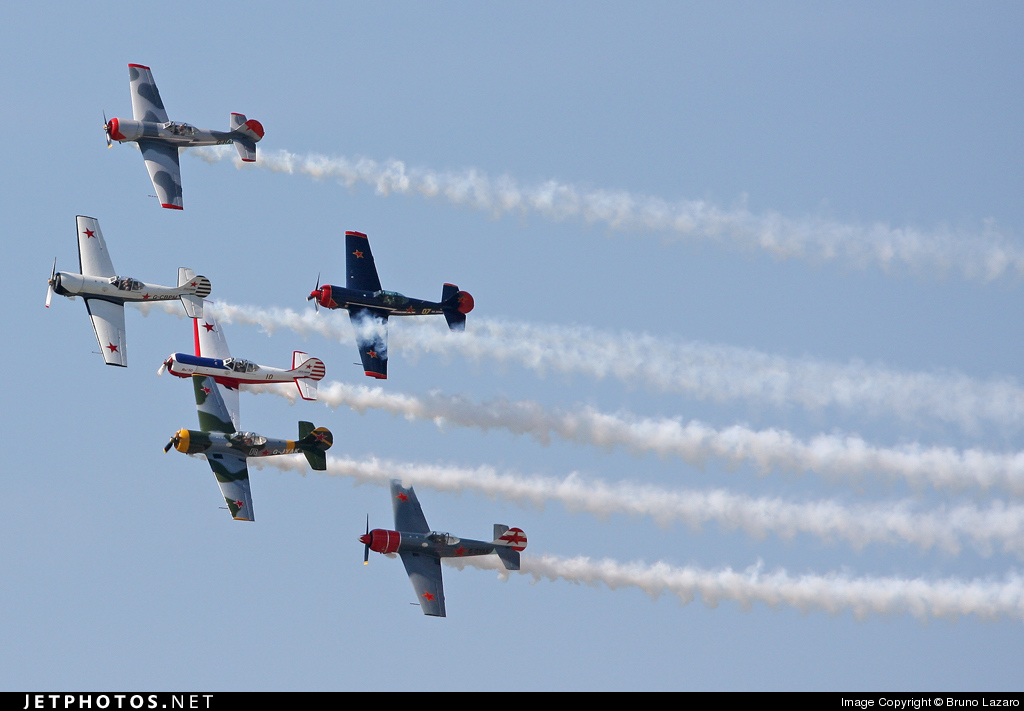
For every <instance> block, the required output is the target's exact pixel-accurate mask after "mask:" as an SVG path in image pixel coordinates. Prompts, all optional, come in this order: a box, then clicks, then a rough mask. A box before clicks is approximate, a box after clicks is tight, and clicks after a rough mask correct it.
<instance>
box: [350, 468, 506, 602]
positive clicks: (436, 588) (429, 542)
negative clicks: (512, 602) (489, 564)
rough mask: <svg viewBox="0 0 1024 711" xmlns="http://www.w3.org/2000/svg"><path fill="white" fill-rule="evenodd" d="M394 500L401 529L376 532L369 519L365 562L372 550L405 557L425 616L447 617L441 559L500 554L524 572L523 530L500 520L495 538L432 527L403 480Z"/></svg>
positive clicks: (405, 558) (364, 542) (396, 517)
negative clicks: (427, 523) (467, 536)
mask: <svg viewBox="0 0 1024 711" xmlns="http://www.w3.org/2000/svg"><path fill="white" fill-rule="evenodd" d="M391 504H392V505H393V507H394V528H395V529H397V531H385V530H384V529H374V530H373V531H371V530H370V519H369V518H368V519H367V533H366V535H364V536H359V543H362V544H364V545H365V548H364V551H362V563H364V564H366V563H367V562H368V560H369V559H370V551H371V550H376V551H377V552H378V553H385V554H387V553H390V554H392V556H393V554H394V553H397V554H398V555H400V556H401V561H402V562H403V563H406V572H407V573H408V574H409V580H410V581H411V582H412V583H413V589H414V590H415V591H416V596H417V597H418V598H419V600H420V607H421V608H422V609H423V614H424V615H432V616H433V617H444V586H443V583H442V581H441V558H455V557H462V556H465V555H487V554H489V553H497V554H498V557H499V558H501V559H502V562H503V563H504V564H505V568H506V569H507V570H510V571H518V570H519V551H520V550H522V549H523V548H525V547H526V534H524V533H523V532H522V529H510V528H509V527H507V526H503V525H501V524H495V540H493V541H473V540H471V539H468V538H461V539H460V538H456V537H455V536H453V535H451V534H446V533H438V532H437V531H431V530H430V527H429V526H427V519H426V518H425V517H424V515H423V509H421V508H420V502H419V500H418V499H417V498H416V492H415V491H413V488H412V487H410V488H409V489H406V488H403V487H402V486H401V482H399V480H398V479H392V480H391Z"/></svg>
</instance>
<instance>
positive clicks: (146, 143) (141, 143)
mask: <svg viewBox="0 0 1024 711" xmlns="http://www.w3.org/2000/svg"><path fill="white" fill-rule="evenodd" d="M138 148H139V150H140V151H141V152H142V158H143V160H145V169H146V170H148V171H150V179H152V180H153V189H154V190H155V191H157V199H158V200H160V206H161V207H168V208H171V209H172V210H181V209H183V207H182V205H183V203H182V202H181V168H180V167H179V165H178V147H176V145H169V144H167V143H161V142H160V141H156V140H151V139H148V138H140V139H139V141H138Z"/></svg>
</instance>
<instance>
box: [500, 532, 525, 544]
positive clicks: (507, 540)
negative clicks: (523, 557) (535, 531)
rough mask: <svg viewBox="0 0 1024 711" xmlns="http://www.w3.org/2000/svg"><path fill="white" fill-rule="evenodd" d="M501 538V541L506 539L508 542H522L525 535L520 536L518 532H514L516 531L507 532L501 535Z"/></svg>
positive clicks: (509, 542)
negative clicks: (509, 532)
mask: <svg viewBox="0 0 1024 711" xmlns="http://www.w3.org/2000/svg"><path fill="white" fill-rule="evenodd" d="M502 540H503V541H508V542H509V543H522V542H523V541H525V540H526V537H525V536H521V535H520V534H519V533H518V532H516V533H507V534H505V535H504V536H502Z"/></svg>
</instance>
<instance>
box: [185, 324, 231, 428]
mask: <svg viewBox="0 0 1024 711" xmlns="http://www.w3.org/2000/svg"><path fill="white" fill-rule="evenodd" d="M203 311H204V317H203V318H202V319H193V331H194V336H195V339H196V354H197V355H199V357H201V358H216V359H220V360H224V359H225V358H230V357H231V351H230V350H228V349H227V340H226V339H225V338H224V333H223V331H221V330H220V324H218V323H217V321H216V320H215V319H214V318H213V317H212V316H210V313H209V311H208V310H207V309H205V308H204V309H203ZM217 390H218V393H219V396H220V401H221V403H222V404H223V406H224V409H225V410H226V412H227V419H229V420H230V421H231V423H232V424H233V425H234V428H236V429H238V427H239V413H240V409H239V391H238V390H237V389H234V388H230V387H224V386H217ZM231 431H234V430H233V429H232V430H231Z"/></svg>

================================

■ Action item ■
Please rewrite the records from their start through the line that contains "box: [350, 468, 506, 602]", both ends included, as a numbered list. Omit blank lines and pictures.

■ Reply to the exercise ■
1. For every <instance> block, the required output is the target's exact pixel-accurate mask after "mask:" as an SVG path in image pixel coordinates. Prompts, all optional, come in this order: a box, then clicks, then a rough mask. A box before clicks is approximate, a box after clicks is tight, and clicks after a rough mask correct it.
2. <instance>
3. box: [350, 468, 506, 602]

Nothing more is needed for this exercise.